• _TEXT SHOWN_

>>>

Jamie Magnus Stone (born 15 December 1985) is a Scottish film director and animator, who studied at the National Film and Television School. He is the son of Sally Magnusson and grandson of Magnus Magnusson and Mamie Baird.

Career 
Stone studied film and television at the Edinburgh College of Art where he made his first films; Flights, about an old man and his flight of stairs, and the Scottish BAFTA nominated Fritz about a German Spy who lives under a boy's bed. Whilst directing fiction films, he also developed his skills in sand animation and won the MacLaren Award at the Edinburgh Film Festival and Best Animation at BAFTA Scotland in 2008 for his series of Three Minute Wonders, The World According To, produced by Anders Jedenfors.

Stone enrolled at the National Film and Television School in 2010. He was interviewed by The Guardian in 2010 after making his first year film, Far Removed.

In March 2010, Stone directed two music videos for Tommy Reilly, "Make the Bed" and "Take Me Away".

He wrote and directed Sh-Boom in February 2011 which was premiered at the NFTS' Stars of Tomorrow Screening at BAFTA in September 2011. The film was shot entirely in a bin besides a dramatic opening sequence involving a bride on fire.

<<<

• _BRIEF 1_
Which college did Stone attend before the National Film and Television School, according to the biography?
• _BRIEF 2_
In the biography, swap "bin" for "wardrobe" and write out the passage from "Stone enrolled at" up to and including "bride on fire.".
• _BRIEF 3_
Sum up the biography in two sentences.

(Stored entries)
>>>

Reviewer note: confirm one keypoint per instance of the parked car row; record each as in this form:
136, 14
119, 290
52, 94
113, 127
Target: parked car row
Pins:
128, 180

<<<

• _TASK RESULT 1_
The Edinburgh College of Art.

• _TASK RESULT 2_
Stone enrolled at the National Film and Television School in 2010. He was interviewed by The Guardian in 2010 after making his first year film, Far Removed.

In March 2010, Stone directed two music videos for Tommy Reilly, "Make the Bed" and "Take Me Away".

He wrote and directed Sh-Boom in February 2011 which was premiered at the NFTS' Stars of Tomorrow Screening at BAFTA in September 2011. The film was shot entirely in a wardrobe besides a dramatic opening sequence involving a bride on fire.

• _TASK RESULT 3_
Jamie Magnus Stone, born 15 December 1985, is a Scottish film director and animator who studied at the Edinburgh College of Art and later at the National Film and Television School. He won awards in 2008 for his sand animation series The World According To, directed two music videos for Tommy Reilly, and wrote and directed Sh-Boom in 2011.